PROBLEM STATEMENT:
Locate the line that contains "column 49, row 407" in the entries below, then repeat it and every following line through the line that contains "column 255, row 432", exactly, and no others.

INFORMATION SHOWN:
==============================

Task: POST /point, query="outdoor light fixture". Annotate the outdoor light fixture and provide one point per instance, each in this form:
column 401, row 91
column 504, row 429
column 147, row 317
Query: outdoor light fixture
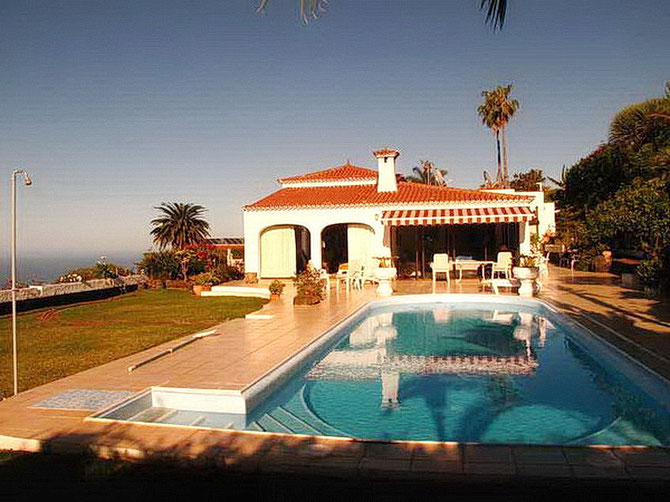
column 27, row 181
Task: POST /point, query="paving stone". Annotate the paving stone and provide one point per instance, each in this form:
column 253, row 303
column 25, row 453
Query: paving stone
column 644, row 457
column 498, row 469
column 545, row 470
column 488, row 453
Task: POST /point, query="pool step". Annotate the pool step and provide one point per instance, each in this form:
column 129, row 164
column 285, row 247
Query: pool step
column 271, row 424
column 297, row 424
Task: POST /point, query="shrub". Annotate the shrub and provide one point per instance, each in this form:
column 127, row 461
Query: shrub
column 70, row 277
column 99, row 271
column 206, row 279
column 226, row 273
column 650, row 272
column 276, row 287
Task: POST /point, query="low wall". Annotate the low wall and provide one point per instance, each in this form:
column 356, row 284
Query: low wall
column 51, row 295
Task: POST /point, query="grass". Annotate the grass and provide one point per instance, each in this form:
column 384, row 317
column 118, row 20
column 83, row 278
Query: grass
column 77, row 337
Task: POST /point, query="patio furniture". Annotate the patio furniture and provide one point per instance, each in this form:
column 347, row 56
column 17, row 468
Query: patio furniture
column 503, row 264
column 496, row 284
column 324, row 275
column 461, row 264
column 441, row 265
column 543, row 265
column 368, row 274
column 354, row 275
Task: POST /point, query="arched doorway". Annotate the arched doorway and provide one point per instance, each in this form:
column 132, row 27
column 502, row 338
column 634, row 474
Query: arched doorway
column 344, row 243
column 284, row 251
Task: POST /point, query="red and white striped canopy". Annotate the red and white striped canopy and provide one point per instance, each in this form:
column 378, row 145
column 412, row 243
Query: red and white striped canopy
column 414, row 217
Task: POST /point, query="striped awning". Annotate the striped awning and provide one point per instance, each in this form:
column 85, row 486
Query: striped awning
column 415, row 217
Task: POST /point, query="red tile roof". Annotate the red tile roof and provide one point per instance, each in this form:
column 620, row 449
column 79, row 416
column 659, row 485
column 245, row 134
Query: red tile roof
column 367, row 195
column 347, row 172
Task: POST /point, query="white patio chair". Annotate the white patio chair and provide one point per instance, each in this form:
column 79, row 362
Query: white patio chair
column 368, row 273
column 354, row 274
column 441, row 265
column 325, row 276
column 543, row 265
column 503, row 264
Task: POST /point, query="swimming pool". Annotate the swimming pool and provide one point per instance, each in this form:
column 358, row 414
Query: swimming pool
column 461, row 368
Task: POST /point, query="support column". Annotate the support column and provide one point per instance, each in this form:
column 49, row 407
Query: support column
column 524, row 238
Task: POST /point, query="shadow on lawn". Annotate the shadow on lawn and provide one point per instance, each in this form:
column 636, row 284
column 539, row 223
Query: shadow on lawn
column 626, row 322
column 212, row 463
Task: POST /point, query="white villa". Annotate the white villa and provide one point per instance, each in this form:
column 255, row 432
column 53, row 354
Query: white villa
column 348, row 213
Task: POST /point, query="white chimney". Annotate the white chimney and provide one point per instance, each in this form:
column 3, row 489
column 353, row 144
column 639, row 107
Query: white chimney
column 386, row 181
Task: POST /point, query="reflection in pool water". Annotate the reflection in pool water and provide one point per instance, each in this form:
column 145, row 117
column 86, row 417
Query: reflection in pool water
column 464, row 373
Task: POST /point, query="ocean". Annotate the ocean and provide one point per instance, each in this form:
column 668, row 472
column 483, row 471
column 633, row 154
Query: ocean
column 41, row 269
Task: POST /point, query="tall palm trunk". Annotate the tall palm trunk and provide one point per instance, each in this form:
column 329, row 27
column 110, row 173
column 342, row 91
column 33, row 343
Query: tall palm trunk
column 499, row 172
column 505, row 165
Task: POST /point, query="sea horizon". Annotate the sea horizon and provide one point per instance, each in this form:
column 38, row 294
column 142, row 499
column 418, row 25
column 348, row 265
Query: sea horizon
column 35, row 268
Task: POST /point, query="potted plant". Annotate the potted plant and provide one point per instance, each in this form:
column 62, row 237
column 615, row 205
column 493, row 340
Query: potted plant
column 385, row 273
column 526, row 271
column 276, row 287
column 204, row 282
column 310, row 287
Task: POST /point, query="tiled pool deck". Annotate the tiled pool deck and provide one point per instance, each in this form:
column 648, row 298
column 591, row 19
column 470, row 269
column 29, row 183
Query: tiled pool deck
column 243, row 350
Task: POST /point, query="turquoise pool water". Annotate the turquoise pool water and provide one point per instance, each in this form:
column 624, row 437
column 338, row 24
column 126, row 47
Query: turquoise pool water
column 476, row 372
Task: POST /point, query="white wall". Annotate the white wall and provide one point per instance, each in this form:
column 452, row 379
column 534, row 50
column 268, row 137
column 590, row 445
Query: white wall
column 315, row 220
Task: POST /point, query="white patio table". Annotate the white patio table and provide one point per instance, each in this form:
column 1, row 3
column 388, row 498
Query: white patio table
column 460, row 265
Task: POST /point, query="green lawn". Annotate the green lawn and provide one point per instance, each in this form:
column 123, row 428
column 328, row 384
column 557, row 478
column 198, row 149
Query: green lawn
column 87, row 335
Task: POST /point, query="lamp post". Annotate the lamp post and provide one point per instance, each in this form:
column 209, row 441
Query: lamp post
column 27, row 181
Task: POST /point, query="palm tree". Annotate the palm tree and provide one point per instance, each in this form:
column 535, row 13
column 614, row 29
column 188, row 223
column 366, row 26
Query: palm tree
column 496, row 112
column 507, row 109
column 312, row 9
column 428, row 174
column 179, row 225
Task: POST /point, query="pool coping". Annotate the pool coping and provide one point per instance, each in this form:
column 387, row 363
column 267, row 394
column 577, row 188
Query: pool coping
column 373, row 459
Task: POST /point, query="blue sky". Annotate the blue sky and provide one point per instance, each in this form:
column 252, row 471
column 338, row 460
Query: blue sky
column 117, row 106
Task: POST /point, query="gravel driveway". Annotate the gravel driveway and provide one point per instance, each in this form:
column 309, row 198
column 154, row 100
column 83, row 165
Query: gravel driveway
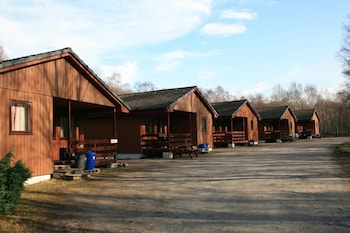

==============================

YOUR RESPONSE:
column 49, row 407
Query: support column
column 524, row 238
Task: POST /point, query="shadow on lawn". Annotate the shadow on lawn and provide one point per instance, each in this form:
column 636, row 284
column 539, row 223
Query: shadow on lawn
column 626, row 322
column 212, row 463
Task: POST /point, query="white villa". Annotate the white villa and provide one point per instance, each in this form:
column 255, row 432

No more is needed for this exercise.